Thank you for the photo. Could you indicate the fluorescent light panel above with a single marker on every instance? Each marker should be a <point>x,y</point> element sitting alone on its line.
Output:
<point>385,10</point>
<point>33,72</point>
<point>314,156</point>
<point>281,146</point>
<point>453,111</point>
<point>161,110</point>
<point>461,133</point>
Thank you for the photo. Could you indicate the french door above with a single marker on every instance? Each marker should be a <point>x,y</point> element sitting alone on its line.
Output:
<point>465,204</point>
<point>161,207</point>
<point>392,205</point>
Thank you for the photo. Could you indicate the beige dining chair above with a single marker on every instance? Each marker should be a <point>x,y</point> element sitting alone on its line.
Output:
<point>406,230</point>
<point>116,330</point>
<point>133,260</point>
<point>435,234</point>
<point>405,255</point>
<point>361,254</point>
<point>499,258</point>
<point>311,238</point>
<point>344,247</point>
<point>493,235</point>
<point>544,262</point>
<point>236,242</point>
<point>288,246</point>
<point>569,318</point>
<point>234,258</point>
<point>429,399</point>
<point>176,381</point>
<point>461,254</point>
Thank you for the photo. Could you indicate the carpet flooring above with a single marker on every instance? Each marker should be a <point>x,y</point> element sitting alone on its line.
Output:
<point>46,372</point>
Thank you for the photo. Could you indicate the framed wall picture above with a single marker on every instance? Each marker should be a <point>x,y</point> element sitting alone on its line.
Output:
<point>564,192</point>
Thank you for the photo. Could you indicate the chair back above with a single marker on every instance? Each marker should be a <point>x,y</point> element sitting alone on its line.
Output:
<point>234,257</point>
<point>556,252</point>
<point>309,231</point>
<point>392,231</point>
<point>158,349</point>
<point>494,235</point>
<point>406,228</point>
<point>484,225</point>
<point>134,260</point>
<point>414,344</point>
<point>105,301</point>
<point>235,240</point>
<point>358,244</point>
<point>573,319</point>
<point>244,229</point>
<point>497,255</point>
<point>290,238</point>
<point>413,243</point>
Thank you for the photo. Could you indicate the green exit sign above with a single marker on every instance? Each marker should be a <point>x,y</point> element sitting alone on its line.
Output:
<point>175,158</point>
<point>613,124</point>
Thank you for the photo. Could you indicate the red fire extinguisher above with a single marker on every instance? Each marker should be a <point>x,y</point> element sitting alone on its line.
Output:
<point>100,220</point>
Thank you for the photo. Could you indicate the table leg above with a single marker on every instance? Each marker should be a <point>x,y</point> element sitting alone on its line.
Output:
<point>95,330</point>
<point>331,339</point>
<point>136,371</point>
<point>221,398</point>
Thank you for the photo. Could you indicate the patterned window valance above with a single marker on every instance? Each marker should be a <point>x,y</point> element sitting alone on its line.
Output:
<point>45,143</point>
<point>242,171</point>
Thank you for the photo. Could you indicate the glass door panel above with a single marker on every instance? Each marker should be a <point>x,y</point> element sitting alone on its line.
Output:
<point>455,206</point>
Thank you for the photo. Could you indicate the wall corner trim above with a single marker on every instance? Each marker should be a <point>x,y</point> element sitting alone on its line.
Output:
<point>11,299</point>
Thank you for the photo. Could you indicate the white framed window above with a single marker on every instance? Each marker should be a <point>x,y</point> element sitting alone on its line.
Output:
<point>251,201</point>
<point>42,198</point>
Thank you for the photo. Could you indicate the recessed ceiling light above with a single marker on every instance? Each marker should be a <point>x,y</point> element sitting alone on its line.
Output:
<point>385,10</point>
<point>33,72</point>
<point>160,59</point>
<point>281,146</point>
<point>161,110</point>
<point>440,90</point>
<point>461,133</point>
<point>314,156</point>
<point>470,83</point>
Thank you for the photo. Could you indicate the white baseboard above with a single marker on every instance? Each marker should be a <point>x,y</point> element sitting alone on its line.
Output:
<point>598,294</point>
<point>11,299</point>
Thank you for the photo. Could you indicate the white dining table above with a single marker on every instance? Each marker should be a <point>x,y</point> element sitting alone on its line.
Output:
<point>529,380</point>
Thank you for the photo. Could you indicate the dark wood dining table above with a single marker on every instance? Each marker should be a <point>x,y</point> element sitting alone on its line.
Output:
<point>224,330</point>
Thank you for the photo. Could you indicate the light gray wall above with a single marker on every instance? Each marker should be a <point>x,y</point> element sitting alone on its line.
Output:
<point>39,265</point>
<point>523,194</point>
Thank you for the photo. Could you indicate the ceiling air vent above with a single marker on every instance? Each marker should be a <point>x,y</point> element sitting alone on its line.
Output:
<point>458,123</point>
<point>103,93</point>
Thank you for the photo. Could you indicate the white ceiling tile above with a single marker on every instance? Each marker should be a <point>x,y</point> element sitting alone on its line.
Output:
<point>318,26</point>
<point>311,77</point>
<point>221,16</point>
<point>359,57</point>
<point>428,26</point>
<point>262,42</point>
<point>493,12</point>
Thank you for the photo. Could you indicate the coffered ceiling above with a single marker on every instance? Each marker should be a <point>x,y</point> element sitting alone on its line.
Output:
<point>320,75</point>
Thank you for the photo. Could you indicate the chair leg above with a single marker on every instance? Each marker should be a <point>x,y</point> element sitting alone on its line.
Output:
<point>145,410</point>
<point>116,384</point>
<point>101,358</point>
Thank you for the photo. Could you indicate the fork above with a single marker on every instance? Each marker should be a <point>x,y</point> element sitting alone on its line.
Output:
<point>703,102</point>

> **How to complete this task**: Find every line in the records above that holds the word "table", and copy each one.

> **Solution for this problem**:
Thank you for the photo. Could you indicate the table leg above with a single marker on every instance? Each marker should be a <point>x,y</point> element sitting alone on its line.
Thank you for the photo. Could you indicate the white dining table above with a single marker on every instance? Each marker should be a <point>x,y</point> element sitting alone on its line.
Thank you for the photo. Could you indicate the dark wood dining table above with a single marker on every instance? Each marker should be a <point>x,y</point> element sitting alone on its line.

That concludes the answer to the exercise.